• **Objetivo do exercício**
Reescreva a passagem do excerto entre "2.Já não estamos" e "da sua exclusão.", inclusive, substituindo "pobreza" por "miséria".

• **Excerto do texto**
--*--
Não há falta de recursos
Frei Bento Domingues O.P. - 20090726
Os problemas não se resolvem com milagres. Estes podem ser, eventualmente, uma pedra no charco do fatalismo1.No Evangelho segundo S. João ou, como outros dizem, no IV Evangelho, há uma passagem que tem provocado os comentários mais contraditórios. Estava Jesus à mesa com os discípulos, em casa de Lázaro, que havia retornado à vida. Marta servia-os. Maria, como se sabe por outras fontes, não era muito dada aos trabalhos de casa. Tinha outros interesses e alguns comportamentos estranhos. Conta o Evangelho que, nesse jantar, resolveu banhar os pés de Jesus com um "perfume de puro nardo, muito caro", e de os enxugar com os seus próprios cabelos. A casa ficou toda perfumada.
Judas estava nesse jantar. Não suportou a atitude passiva de Jesus: "Porque não se vendeu este perfume por trezentos denários (equivalente a trezentos dias de salário) para dar aos pobres?" A observação de Judas não podia ser mais sensata: andava Jesus sempre preocupado com os pobres e, depois, deixa gastar, consigo, essa quantia exorbitante num gesto de pura gratuidade.
O narrador não gostou da observação de Judas e aproveitou para carregar mais a sua triste memória: "Ele disse isto, não porque se preocupasse com os pobres, mas porque era ladrão e, tendo a bolsa comum, roubava o que aí era colocado." Mais ainda. O narrador destaca a reacção de Jesus, politicamente incorrecta, que atravessou os séculos e tem sido usada para o melhor e para o pior: "Deixai-a; para me ungir no dia do meu sepultamento é que o guardou! Pois sempre tereis pobres convosco, mas a mim nem sempre me tereis."
2.Já não estamos no clima da "opção preferencial pelos pobres", um tema fundamental da Teologia da Libertação. Dispomos, no entanto, de bastantes teóricos para explicar as raízes da pobreza e com programas que a podem vencer a curto prazo. Não faltam obras de autores muito considerados - vários já apresentados nestas crónicas - que apontam métodos e medidas para conseguir o fim da pobreza na nossa geração. De vez em quando, há notícias, a nível nacional e internacional, de voluntários das organizações da Igreja ou não, tanto para socorrer os pobres, em situação de urgência, como para vencer as razões da sua exclusão.
--*--
• **Listagem**

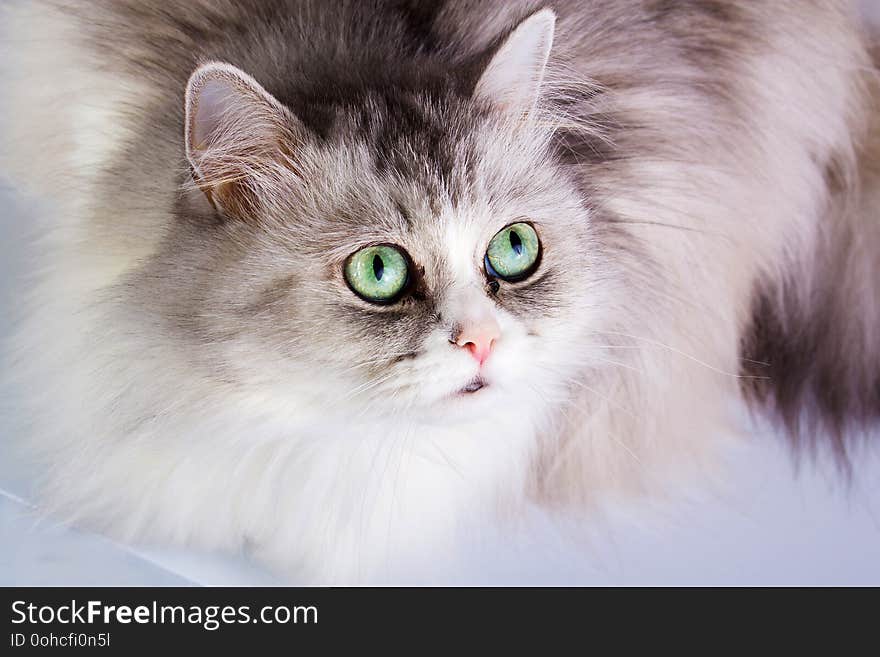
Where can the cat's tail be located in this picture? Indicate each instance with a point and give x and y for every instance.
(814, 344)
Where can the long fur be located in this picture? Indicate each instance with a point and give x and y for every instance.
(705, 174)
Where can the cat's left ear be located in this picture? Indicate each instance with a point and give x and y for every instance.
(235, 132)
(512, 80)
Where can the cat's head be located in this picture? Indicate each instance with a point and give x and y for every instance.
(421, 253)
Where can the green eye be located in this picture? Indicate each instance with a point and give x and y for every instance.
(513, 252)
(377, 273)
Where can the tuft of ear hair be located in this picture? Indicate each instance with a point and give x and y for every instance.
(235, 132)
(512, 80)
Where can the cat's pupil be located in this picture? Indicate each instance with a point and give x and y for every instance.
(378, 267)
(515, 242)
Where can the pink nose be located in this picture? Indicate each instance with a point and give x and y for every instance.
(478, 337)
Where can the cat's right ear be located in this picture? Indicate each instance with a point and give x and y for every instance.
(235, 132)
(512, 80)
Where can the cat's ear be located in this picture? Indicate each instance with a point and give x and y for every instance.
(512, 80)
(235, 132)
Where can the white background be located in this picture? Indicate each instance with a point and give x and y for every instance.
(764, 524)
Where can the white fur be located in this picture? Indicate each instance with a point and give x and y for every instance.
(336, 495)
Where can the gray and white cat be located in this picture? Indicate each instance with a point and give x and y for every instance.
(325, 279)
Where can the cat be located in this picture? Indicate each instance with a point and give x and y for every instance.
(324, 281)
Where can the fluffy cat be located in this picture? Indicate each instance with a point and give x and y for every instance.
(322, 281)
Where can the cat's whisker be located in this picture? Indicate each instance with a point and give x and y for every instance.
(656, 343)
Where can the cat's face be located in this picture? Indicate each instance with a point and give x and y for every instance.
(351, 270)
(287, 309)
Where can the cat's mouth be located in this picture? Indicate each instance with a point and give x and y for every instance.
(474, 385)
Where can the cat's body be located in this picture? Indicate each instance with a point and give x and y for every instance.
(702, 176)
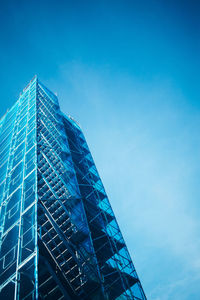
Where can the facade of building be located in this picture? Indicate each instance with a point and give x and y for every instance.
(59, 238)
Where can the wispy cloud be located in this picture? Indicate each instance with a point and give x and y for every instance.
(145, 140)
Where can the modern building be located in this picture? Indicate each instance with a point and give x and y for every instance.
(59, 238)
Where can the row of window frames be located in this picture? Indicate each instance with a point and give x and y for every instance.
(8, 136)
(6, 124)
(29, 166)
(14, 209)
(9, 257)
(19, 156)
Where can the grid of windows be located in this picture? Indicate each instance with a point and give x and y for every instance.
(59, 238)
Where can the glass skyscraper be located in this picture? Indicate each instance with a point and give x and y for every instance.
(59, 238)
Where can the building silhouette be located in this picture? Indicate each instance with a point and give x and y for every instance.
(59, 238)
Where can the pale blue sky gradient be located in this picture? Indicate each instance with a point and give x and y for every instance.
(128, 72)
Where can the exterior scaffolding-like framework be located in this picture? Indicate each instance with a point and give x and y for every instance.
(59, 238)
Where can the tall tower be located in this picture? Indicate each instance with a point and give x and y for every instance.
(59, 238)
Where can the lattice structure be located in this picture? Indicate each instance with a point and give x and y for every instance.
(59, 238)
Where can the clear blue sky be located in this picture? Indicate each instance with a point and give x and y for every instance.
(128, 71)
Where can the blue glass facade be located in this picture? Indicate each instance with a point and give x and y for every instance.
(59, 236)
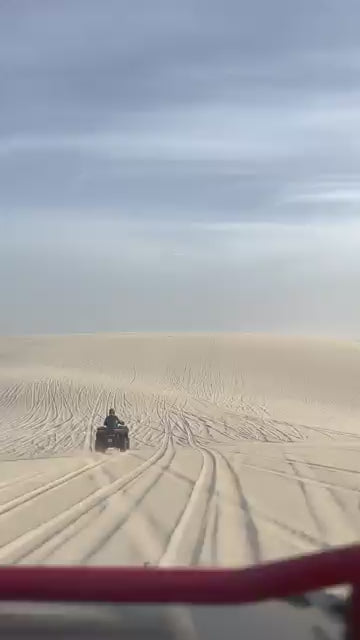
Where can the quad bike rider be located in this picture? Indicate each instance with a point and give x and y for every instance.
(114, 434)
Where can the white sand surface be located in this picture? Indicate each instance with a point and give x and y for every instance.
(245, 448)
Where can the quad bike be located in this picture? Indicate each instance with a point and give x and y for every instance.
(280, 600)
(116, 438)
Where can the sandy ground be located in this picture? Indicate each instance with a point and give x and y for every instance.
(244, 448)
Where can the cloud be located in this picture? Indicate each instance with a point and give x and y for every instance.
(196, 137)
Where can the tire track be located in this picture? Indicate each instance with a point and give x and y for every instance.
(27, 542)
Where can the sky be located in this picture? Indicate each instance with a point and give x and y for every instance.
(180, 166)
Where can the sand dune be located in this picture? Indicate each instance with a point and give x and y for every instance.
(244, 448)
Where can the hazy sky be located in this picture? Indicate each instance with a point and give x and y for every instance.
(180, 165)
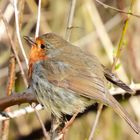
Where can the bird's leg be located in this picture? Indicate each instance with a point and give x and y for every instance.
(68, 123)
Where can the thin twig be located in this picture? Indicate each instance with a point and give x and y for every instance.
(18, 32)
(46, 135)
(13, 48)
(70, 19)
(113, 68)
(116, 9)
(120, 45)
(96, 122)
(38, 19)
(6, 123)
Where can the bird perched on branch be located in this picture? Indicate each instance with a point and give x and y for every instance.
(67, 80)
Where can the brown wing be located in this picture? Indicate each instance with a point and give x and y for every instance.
--*--
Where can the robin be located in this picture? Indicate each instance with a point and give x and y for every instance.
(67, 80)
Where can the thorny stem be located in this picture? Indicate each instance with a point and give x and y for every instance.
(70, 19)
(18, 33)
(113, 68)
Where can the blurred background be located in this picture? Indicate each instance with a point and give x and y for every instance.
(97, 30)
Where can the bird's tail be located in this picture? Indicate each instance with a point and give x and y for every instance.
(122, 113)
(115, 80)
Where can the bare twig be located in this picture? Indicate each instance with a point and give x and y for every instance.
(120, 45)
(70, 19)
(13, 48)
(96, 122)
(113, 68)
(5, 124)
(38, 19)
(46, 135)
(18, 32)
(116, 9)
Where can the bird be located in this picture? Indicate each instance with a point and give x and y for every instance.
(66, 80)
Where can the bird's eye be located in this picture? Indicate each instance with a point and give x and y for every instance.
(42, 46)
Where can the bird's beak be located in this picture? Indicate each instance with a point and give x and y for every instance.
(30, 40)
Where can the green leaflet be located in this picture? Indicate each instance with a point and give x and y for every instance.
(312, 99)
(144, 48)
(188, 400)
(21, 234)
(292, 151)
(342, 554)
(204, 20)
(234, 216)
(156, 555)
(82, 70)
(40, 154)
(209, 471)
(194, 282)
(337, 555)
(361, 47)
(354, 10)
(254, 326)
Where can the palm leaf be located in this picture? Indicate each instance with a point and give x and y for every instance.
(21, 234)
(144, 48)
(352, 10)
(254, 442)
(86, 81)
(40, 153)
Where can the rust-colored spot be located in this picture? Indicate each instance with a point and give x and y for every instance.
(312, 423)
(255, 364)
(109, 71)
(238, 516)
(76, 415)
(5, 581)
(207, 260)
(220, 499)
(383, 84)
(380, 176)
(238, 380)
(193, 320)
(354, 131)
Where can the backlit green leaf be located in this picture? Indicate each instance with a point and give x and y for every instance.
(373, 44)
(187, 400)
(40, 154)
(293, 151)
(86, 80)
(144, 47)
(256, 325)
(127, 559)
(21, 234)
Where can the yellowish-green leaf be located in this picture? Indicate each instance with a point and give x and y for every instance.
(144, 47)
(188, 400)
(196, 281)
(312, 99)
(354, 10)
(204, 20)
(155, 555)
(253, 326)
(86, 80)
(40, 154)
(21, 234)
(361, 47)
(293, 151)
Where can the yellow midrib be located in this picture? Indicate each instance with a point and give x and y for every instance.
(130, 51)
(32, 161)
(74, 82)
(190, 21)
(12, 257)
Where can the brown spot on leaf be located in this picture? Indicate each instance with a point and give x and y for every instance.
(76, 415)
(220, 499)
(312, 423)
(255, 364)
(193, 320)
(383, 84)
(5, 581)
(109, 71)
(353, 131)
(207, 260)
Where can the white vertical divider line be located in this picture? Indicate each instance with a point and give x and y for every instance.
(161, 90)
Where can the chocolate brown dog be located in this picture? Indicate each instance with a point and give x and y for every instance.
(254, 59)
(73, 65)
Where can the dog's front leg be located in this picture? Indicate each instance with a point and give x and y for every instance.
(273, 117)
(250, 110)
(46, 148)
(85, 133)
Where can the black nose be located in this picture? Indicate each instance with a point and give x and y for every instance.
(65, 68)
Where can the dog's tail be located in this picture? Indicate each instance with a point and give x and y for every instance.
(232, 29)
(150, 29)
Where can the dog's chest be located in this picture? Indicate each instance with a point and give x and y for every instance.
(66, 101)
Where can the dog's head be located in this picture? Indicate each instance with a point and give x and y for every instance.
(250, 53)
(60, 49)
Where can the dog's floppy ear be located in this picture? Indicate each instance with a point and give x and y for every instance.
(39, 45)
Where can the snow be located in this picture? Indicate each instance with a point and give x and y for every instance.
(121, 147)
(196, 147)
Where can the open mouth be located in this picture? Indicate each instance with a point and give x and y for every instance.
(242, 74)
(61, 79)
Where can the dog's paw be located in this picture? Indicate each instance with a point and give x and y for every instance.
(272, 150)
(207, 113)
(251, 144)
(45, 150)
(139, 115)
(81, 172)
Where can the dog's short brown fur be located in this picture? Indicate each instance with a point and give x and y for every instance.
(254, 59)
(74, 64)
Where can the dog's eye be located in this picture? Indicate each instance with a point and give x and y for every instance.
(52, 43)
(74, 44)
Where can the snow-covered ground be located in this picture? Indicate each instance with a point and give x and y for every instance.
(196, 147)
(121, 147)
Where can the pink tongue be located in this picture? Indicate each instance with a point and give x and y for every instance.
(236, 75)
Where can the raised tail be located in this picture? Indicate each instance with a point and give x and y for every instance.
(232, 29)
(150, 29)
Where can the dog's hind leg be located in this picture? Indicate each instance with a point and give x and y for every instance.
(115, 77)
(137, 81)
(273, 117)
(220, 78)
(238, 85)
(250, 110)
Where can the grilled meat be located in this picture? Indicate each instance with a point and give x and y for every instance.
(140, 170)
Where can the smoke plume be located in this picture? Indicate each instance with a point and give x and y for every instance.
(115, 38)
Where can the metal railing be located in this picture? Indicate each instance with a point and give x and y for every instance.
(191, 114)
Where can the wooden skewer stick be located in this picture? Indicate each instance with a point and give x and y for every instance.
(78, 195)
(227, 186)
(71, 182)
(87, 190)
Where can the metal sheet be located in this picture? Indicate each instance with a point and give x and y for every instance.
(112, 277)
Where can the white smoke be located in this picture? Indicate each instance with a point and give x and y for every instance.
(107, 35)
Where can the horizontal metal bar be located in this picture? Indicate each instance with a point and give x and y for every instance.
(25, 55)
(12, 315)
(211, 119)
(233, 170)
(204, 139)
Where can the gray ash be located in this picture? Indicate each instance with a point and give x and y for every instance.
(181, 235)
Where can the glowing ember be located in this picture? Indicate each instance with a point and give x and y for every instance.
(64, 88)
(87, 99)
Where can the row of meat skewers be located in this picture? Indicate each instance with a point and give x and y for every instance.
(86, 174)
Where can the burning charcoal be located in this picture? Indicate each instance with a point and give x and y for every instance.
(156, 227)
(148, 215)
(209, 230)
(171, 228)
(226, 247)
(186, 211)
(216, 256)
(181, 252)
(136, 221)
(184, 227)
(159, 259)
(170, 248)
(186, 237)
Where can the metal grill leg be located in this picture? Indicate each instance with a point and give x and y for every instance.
--*--
• **Resultado correto**
2.Já não estamos no clima da "opção preferencial pelos pobres", um tema fundamental da Teologia da Libertação. Dispomos, no entanto, de bastantes teóricos para explicar as raízes da miséria e com programas que a podem vencer a curto prazo. Não faltam obras de autores muito considerados - vários já apresentados nestas crónicas - que apontam métodos e medidas para conseguir o fim da miséria na nossa geração. De vez em quando, há notícias, a nível nacional e internacional, de voluntários das organizações da Igreja ou não, tanto para socorrer os pobres, em situação de urgência, como para vencer as razões da sua exclusão.